**Your instructions**
Change "dirt ground" to "muddy ground" in the lines below and keep everything else the same. Leave out the pictures.

^^^^^^^^^^^^^^^^

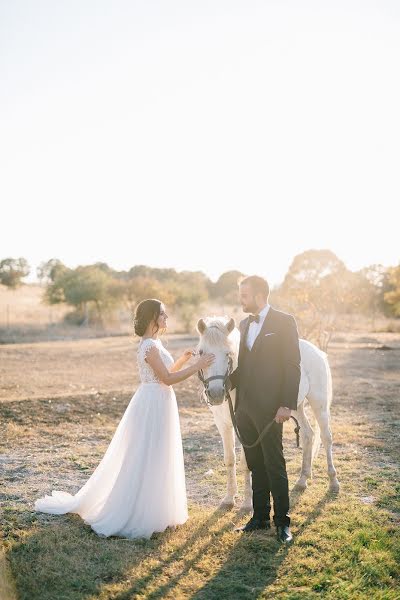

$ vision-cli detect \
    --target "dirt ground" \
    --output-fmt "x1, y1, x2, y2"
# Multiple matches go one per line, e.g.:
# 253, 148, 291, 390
0, 333, 400, 505
0, 333, 400, 596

^^^^^^^^^^^^^^^^

**Output**
$ vision-cli detect \
    --target "muddy ground" \
    --output-fmt "x1, y1, x2, y2"
# Multiple matches go one per line, e.g.:
# 253, 148, 291, 390
0, 333, 400, 505
0, 333, 400, 596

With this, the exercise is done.